* _Written instruction_:
Reproduce every line of the material below in full, offsetting each coordinate listed after "Marked at:" by adding 99 to it. Leave all other numbers, including the sample coordinates, unchanged.
### Supplied entries
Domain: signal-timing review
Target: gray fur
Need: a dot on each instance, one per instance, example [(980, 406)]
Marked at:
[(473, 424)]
######
* _Completed exercise_:
Domain: signal-timing review
Target: gray fur
Need: a dot on each instance, one per instance, example [(980, 406)]
Marked at:
[(572, 523)]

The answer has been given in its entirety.